Exercise instructions:
Copy the material below word for word, with every character kept the same.

Rows:
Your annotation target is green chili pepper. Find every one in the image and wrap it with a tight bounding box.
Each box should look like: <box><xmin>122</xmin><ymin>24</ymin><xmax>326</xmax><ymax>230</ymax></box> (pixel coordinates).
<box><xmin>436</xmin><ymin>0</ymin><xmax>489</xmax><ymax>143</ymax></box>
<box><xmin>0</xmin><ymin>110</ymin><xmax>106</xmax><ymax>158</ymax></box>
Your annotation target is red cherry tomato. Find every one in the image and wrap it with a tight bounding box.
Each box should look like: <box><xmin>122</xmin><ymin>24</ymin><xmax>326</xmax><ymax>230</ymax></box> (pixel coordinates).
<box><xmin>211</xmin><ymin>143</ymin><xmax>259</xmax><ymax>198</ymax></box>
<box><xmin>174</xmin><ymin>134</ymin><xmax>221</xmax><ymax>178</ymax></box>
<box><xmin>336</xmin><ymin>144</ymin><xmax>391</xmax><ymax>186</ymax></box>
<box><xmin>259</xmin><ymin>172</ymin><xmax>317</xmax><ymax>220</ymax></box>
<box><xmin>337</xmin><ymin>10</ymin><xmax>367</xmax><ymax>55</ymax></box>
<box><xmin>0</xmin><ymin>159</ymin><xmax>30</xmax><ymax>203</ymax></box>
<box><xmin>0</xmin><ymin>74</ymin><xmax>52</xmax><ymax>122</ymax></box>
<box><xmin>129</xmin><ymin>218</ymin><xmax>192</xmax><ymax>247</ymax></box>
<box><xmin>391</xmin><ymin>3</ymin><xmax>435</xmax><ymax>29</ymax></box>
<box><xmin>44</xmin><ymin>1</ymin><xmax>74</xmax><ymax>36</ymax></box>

Correct output:
Your annotation target is green chili pepper. Find every one in the image and wrap it with a tight bounding box.
Each box should look like: <box><xmin>122</xmin><ymin>24</ymin><xmax>326</xmax><ymax>230</ymax></box> (pixel coordinates).
<box><xmin>436</xmin><ymin>0</ymin><xmax>489</xmax><ymax>143</ymax></box>
<box><xmin>0</xmin><ymin>110</ymin><xmax>106</xmax><ymax>158</ymax></box>
Your annotation target is red cherry tomato. Find every one in the image and wrap it with a tight bounding box.
Each box should look like: <box><xmin>122</xmin><ymin>24</ymin><xmax>326</xmax><ymax>230</ymax></box> (pixel coordinates).
<box><xmin>211</xmin><ymin>143</ymin><xmax>259</xmax><ymax>198</ymax></box>
<box><xmin>174</xmin><ymin>134</ymin><xmax>221</xmax><ymax>178</ymax></box>
<box><xmin>336</xmin><ymin>144</ymin><xmax>391</xmax><ymax>186</ymax></box>
<box><xmin>259</xmin><ymin>172</ymin><xmax>317</xmax><ymax>220</ymax></box>
<box><xmin>337</xmin><ymin>10</ymin><xmax>367</xmax><ymax>55</ymax></box>
<box><xmin>0</xmin><ymin>159</ymin><xmax>30</xmax><ymax>203</ymax></box>
<box><xmin>0</xmin><ymin>74</ymin><xmax>52</xmax><ymax>122</ymax></box>
<box><xmin>129</xmin><ymin>218</ymin><xmax>192</xmax><ymax>247</ymax></box>
<box><xmin>391</xmin><ymin>3</ymin><xmax>435</xmax><ymax>29</ymax></box>
<box><xmin>44</xmin><ymin>1</ymin><xmax>74</xmax><ymax>36</ymax></box>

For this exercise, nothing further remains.